### SOURCE DOCUMENT
Total Production

Mark Fisher

January 2008

The last 10 years have seen Mark Fisher and his studio team originate the most visually stimulating set designs for rock 'n' roll tours and other large scale events. For our anniversary special, Diana Scrimgeour visited their Kings Cross-based studio

In the 10 years of TPi’s existence, very few editions have passed without mention of the name Mark Fisher — a name synonymous with the evolution of live scenic event design over the past three decades. A designer whose creativity is the benchmark by which all others are measured.

Trained at architectural school in the late ’60s, his interest in building temporary structures and inflatables caught the attention of Roger Waters and led to his first rock’n’roll commission for Pink Floyd’s Animals tour of 1977 at a time when rock touring was in its infancy and set design non-existent. Fisher got his break and never looked back.

Under the guise of Fisher Park, he and engineer Jonathan Park collaborated on groundbreaking set designs for a roll-call of major live productions throughout the ’80s and early ’90s including Pink Floyd’s The Wall (1980-81), Tina Turner’s Private Dancer (1985), George Michael’s Faith (1988), Jean Michel Jarre’s Concerts In China (1981), Rendez-Vous Houston (1986) and Destination Docklands (1988), U2’s ZooTV (1992-93) and the Rolling Stones’ Steel Wheels/Urban Jungle and Voodoo Lounge tours of 1989-90 and 1994-95 respectively.

The company split into two in 1994, with Fisher setting up his Mark Fisher Studio — more readily known these days as Stufish — to move forward with the most iconic touring sets of the mid-to-late ’90s: Pink Floyd’s The Division Bell, U2’s PopMart and the Stones’ Bridges To Babylon. His studio is now responsible for upwards of 20 projects annually, encompassing a wide range of events from ship launches to parades, awards shows to theatrical installations, and from rock’n’roll to the celebrated Cirque du Soleil.

As Stufish’s work has been the subject of around 25 TPi cover features since we began in 1998, we thought it timely to celebrate the studio’s contributions to scenic event design and the key aspects of technology and creativity that have resulted in its best work over the past decade.

### ITEMS
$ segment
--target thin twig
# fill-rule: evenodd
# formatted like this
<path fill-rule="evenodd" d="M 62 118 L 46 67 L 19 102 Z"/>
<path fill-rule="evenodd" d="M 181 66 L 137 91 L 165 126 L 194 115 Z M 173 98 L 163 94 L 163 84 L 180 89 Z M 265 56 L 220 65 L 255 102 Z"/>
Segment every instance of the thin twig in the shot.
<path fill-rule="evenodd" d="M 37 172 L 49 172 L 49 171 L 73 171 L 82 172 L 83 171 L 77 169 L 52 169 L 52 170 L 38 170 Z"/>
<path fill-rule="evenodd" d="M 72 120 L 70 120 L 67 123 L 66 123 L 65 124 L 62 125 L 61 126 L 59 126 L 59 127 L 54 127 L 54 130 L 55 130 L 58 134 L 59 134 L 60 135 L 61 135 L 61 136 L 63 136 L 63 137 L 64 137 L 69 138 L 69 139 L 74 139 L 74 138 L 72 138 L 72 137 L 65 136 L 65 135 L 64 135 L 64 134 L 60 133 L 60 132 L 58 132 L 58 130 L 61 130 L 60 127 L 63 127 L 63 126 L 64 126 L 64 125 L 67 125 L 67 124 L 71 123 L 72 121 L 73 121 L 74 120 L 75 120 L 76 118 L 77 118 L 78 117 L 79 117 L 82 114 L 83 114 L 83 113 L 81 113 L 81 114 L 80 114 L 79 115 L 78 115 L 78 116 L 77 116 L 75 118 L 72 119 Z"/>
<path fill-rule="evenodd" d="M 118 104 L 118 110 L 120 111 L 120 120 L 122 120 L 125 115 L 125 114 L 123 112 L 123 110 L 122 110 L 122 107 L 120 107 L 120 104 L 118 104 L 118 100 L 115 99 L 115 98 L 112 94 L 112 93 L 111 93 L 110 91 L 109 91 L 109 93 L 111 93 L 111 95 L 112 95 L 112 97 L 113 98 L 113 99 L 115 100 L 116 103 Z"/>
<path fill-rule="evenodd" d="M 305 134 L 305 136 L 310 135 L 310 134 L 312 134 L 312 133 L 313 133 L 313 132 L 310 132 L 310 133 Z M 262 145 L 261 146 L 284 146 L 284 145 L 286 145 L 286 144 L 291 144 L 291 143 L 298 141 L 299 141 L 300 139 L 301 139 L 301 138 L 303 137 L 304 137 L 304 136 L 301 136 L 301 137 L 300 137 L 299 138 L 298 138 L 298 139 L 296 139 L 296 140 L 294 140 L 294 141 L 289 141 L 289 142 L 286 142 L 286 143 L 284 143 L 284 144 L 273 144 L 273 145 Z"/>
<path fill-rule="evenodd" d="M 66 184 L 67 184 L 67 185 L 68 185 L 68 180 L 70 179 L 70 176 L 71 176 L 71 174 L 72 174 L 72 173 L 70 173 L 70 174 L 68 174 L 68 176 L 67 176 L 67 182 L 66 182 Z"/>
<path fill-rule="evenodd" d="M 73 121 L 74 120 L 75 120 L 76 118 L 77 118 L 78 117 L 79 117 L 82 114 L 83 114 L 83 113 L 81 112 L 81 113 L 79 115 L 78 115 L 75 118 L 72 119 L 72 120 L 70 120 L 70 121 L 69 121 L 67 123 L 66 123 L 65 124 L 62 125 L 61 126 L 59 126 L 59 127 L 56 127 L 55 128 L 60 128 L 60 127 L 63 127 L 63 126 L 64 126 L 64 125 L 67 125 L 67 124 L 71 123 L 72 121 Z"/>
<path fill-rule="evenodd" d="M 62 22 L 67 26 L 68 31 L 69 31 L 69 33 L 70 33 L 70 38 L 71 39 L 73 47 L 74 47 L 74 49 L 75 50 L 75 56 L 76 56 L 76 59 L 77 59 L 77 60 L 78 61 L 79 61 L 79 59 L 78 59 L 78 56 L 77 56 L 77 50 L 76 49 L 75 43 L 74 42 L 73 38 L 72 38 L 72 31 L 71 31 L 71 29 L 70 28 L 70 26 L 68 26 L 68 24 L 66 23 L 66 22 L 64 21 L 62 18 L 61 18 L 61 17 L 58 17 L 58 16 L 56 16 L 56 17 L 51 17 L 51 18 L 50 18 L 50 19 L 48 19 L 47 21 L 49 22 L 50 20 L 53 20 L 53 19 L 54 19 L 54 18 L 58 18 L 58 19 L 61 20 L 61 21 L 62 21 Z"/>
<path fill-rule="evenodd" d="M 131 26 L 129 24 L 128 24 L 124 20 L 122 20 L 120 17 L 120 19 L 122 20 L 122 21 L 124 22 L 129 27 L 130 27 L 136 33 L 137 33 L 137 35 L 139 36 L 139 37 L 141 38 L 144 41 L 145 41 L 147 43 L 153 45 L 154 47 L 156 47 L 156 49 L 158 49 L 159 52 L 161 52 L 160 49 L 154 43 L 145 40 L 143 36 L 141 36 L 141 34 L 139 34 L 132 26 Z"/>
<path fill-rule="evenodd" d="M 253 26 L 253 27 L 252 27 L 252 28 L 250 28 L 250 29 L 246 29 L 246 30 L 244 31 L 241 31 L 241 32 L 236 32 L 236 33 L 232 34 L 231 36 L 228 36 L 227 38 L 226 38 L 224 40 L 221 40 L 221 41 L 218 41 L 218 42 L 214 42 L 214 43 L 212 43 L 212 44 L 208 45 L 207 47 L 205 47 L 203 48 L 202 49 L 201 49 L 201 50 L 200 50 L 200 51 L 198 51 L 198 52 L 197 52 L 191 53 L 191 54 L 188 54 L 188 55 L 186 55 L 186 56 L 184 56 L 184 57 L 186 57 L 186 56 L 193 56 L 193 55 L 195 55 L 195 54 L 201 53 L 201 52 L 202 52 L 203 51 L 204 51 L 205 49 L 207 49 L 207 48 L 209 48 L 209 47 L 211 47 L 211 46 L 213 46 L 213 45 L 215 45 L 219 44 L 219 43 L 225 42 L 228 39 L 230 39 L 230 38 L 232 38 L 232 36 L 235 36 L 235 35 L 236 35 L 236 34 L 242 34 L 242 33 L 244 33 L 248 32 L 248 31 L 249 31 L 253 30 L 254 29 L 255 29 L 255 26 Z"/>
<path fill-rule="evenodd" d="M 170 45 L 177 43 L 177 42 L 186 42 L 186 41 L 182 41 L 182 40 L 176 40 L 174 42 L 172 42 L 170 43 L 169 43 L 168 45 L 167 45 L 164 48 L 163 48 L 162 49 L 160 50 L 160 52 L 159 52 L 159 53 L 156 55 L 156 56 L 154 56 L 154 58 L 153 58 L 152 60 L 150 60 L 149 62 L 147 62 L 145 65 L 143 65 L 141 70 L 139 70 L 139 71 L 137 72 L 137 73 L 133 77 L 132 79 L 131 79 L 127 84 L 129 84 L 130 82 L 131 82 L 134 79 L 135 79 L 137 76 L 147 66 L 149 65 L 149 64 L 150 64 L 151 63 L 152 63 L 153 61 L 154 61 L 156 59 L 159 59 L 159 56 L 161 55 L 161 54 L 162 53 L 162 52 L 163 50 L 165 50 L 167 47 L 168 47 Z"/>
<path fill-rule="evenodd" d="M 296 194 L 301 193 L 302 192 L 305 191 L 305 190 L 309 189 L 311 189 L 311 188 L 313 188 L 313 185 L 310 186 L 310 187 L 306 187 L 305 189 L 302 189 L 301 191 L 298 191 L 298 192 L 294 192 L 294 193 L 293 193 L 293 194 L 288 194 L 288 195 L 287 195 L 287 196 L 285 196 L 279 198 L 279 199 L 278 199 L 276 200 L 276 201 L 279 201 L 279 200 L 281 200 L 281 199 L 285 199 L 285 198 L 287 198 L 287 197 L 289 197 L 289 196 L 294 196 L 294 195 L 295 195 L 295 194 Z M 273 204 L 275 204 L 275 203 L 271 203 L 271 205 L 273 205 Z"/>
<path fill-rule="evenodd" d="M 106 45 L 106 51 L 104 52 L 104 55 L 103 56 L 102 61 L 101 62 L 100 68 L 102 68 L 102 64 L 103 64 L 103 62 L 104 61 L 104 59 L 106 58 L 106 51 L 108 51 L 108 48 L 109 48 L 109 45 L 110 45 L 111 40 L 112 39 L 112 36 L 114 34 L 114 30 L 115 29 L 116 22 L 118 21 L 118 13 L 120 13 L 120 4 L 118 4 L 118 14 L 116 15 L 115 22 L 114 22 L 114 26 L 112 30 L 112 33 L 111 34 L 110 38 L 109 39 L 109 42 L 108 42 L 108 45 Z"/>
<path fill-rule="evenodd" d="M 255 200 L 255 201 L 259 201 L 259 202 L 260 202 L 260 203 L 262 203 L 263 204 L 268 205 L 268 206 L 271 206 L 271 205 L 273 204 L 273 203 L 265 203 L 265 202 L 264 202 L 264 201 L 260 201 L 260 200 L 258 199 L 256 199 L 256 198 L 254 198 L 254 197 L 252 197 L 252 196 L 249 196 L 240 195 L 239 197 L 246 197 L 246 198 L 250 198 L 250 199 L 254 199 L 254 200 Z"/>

### TASK DIRECTIONS
Please reproduce the Mark Fisher article above word for word, from its title to its final sentence.

### EXPECTED ANSWER
Total Production

Mark Fisher

January 2008

The last 10 years have seen Mark Fisher and his studio team originate the most visually stimulating set designs for rock 'n' roll tours and other large scale events. For our anniversary special, Diana Scrimgeour visited their Kings Cross-based studio

In the 10 years of TPi’s existence, very few editions have passed without mention of the name Mark Fisher — a name synonymous with the evolution of live scenic event design over the past three decades. A designer whose creativity is the benchmark by which all others are measured.

Trained at architectural school in the late ’60s, his interest in building temporary structures and inflatables caught the attention of Roger Waters and led to his first rock’n’roll commission for Pink Floyd’s Animals tour of 1977 at a time when rock touring was in its infancy and set design non-existent. Fisher got his break and never looked back.

Under the guise of Fisher Park, he and engineer Jonathan Park collaborated on groundbreaking set designs for a roll-call of major live productions throughout the ’80s and early ’90s including Pink Floyd’s The Wall (1980-81), Tina Turner’s Private Dancer (1985), George Michael’s Faith (1988), Jean Michel Jarre’s Concerts In China (1981), Rendez-Vous Houston (1986) and Destination Docklands (1988), U2’s ZooTV (1992-93) and the Rolling Stones’ Steel Wheels/Urban Jungle and Voodoo Lounge tours of 1989-90 and 1994-95 respectively.

The company split into two in 1994, with Fisher setting up his Mark Fisher Studio — more readily known these days as Stufish — to move forward with the most iconic touring sets of the mid-to-late ’90s: Pink Floyd’s The Division Bell, U2’s PopMart and the Stones’ Bridges To Babylon. His studio is now responsible for upwards of 20 projects annually, encompassing a wide range of events from ship launches to parades, awards shows to theatrical installations, and from rock’n’roll to the celebrated Cirque du Soleil.

As Stufish’s work has been the subject of around 25 TPi cover features since we began in 1998, we thought it timely to celebrate the studio’s contributions to scenic event design and the key aspects of technology and creativity that have resulted in its best work over the past decade.